### What you will do:
Please copy verbatim the part of the records that opens with the line containing "point: cave opening" and closes with the line containing "column 320, row 379", including both of those lines.

### Information supplied:

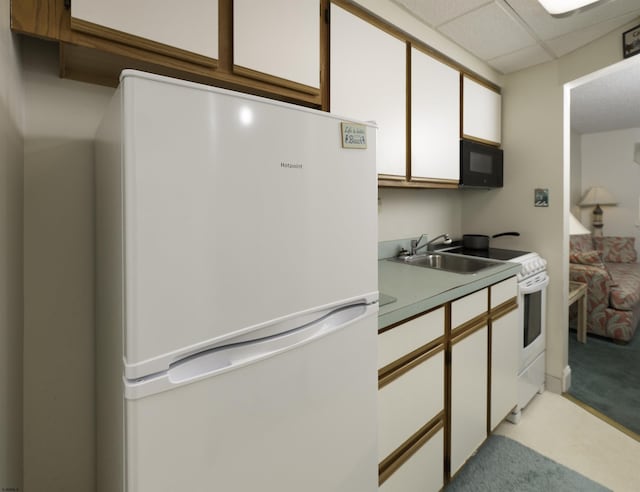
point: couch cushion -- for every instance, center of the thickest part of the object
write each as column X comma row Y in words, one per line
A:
column 592, row 257
column 580, row 242
column 616, row 249
column 625, row 294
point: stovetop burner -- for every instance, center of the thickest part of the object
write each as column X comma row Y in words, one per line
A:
column 492, row 253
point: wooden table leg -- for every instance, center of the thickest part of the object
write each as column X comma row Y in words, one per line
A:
column 582, row 319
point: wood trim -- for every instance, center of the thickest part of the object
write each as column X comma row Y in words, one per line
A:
column 140, row 42
column 483, row 82
column 401, row 455
column 602, row 416
column 489, row 363
column 406, row 320
column 393, row 371
column 504, row 309
column 480, row 140
column 408, row 113
column 273, row 80
column 325, row 55
column 40, row 18
column 447, row 394
column 353, row 8
column 469, row 327
column 225, row 35
column 399, row 182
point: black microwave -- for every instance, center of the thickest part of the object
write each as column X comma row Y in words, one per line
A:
column 480, row 165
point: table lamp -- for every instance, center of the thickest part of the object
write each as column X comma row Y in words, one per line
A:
column 576, row 227
column 597, row 195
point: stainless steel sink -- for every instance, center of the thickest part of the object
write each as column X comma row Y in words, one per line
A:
column 447, row 262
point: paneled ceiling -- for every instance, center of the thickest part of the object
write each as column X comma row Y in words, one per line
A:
column 510, row 35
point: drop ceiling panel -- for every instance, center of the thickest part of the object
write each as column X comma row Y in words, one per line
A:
column 547, row 27
column 575, row 39
column 437, row 12
column 608, row 103
column 488, row 32
column 526, row 57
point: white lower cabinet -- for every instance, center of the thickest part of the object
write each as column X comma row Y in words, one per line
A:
column 434, row 384
column 422, row 471
column 409, row 402
column 468, row 396
column 504, row 366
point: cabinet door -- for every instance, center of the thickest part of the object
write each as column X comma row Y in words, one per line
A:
column 368, row 82
column 397, row 342
column 422, row 472
column 504, row 366
column 407, row 403
column 190, row 26
column 468, row 396
column 435, row 119
column 481, row 112
column 279, row 38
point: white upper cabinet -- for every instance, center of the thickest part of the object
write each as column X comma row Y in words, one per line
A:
column 279, row 38
column 481, row 108
column 435, row 119
column 368, row 82
column 190, row 26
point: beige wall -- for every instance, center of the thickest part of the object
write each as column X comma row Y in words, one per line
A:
column 607, row 160
column 59, row 422
column 536, row 156
column 11, row 318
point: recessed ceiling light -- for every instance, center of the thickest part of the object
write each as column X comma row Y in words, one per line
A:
column 559, row 7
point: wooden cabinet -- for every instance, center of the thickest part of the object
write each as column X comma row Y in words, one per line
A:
column 279, row 47
column 411, row 404
column 435, row 120
column 469, row 376
column 505, row 350
column 481, row 112
column 368, row 82
column 279, row 38
column 182, row 28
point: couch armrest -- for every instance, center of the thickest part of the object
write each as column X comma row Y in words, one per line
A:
column 598, row 282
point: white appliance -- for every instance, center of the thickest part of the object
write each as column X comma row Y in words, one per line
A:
column 532, row 303
column 237, row 294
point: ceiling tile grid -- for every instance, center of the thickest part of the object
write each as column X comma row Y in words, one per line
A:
column 511, row 35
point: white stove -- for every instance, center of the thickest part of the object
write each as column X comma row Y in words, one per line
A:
column 532, row 300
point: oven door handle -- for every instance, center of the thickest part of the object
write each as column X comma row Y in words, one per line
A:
column 538, row 285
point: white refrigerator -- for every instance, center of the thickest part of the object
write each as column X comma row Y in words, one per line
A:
column 236, row 294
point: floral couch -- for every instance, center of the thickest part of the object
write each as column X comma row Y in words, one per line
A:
column 608, row 265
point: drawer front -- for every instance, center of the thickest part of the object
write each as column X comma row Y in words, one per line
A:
column 422, row 472
column 468, row 308
column 407, row 337
column 503, row 291
column 409, row 402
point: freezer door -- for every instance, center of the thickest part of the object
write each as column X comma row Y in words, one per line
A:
column 237, row 211
column 304, row 420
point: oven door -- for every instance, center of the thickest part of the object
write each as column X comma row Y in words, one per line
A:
column 532, row 300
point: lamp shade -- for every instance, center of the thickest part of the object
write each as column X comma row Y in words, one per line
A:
column 597, row 195
column 576, row 227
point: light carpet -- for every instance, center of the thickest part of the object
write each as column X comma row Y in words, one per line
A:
column 502, row 465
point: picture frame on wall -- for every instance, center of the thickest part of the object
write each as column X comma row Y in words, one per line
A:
column 631, row 42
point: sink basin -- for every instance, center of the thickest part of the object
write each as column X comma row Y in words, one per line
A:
column 447, row 262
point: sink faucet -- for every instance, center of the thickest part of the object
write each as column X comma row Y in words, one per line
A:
column 445, row 240
column 415, row 243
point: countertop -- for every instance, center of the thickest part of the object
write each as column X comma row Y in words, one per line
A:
column 417, row 289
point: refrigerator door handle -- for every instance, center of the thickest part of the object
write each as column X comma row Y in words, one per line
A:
column 222, row 359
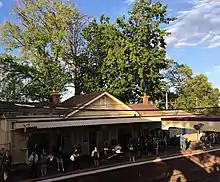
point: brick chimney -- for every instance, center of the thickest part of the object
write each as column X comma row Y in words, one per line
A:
column 145, row 99
column 55, row 95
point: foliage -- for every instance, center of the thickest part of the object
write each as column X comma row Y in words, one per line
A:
column 177, row 75
column 127, row 57
column 12, row 87
column 198, row 92
column 42, row 35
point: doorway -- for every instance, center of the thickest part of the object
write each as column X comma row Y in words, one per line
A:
column 92, row 140
column 124, row 138
column 42, row 139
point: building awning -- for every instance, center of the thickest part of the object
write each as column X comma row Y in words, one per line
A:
column 209, row 123
column 75, row 123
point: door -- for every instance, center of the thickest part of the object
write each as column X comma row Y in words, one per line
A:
column 92, row 140
column 124, row 139
column 42, row 139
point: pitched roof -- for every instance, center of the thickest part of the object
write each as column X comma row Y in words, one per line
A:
column 146, row 109
column 80, row 100
column 13, row 109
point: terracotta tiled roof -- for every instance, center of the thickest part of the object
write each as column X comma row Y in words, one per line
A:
column 176, row 113
column 146, row 109
column 13, row 109
column 79, row 100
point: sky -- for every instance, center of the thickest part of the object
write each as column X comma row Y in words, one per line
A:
column 195, row 35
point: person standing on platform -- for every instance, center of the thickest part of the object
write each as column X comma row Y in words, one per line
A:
column 59, row 157
column 182, row 143
column 75, row 158
column 131, row 153
column 95, row 156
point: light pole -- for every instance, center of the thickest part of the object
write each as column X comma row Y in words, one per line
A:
column 166, row 100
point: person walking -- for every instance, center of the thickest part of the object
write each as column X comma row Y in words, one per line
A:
column 95, row 156
column 33, row 164
column 44, row 163
column 6, row 165
column 131, row 153
column 75, row 158
column 182, row 143
column 59, row 157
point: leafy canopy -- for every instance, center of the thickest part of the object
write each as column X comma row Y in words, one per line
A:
column 127, row 57
column 42, row 36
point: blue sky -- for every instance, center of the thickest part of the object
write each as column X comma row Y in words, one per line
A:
column 195, row 38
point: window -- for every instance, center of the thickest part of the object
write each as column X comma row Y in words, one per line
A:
column 103, row 101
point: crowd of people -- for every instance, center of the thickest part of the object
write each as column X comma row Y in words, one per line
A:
column 39, row 160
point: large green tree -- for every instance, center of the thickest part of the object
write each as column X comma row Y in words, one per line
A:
column 198, row 92
column 14, row 77
column 47, row 35
column 127, row 57
column 177, row 75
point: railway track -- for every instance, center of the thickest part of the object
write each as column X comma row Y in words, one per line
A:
column 187, row 167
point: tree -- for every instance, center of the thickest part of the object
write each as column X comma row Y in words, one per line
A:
column 177, row 75
column 198, row 92
column 45, row 35
column 127, row 57
column 12, row 79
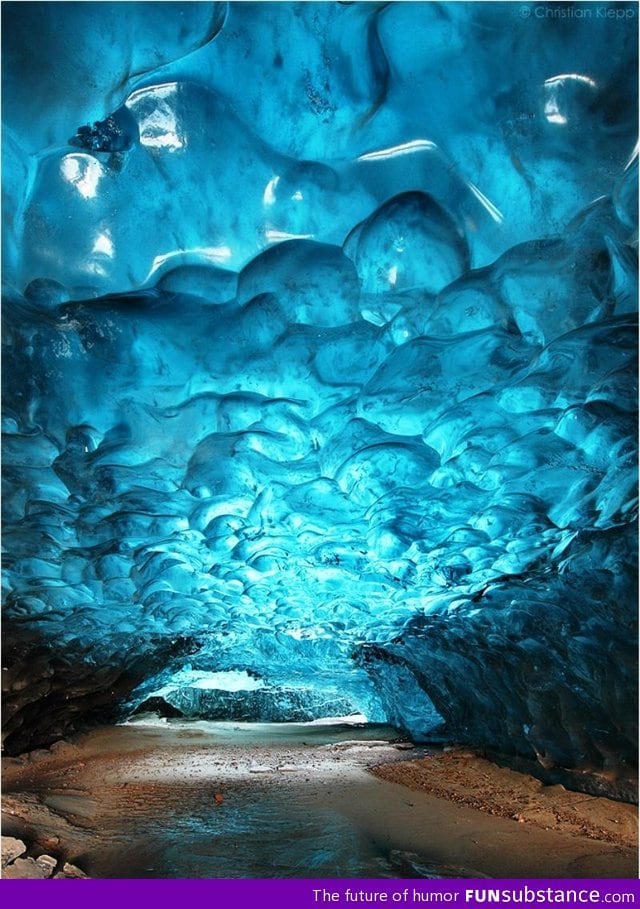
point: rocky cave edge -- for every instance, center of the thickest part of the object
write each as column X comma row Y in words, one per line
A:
column 319, row 389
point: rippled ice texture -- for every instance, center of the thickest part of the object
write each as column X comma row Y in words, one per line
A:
column 320, row 362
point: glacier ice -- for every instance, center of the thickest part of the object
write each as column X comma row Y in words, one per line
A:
column 320, row 368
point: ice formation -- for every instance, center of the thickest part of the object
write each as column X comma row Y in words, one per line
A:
column 320, row 366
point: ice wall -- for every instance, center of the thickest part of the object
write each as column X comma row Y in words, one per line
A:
column 319, row 364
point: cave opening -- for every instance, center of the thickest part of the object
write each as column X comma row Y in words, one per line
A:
column 320, row 379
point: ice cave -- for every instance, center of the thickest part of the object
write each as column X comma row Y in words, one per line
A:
column 319, row 371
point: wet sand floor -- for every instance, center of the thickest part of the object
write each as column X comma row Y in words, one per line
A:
column 223, row 800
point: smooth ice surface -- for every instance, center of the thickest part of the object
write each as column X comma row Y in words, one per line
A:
column 320, row 347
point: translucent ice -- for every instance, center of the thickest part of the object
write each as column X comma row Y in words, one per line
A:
column 320, row 369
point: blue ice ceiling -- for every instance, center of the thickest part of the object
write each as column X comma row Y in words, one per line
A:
column 319, row 365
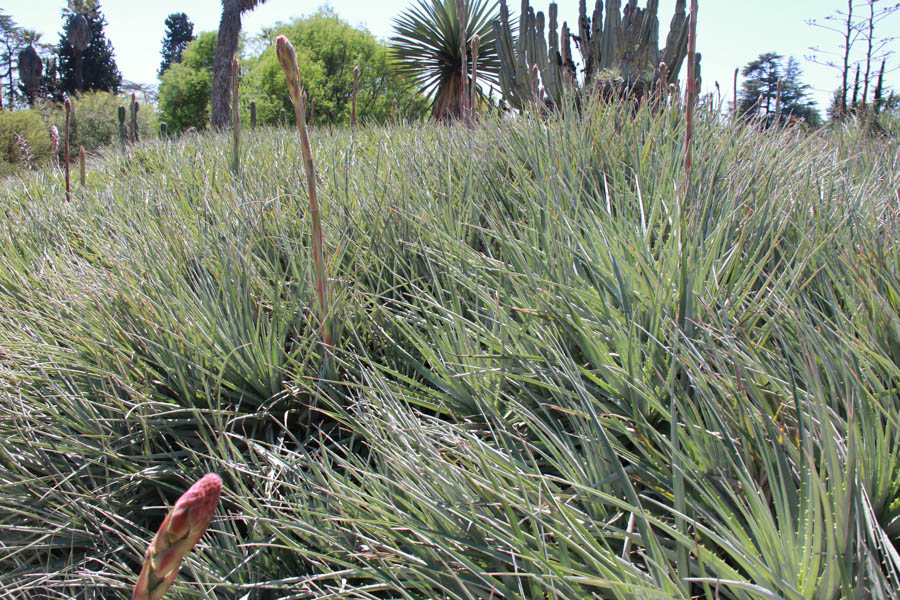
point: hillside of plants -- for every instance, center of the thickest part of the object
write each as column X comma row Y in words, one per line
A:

### Answer below:
point: cave opening -- for every instance, center of the thickest part of the object
write each as column X comma row Y in words, one per line
A:
column 320, row 379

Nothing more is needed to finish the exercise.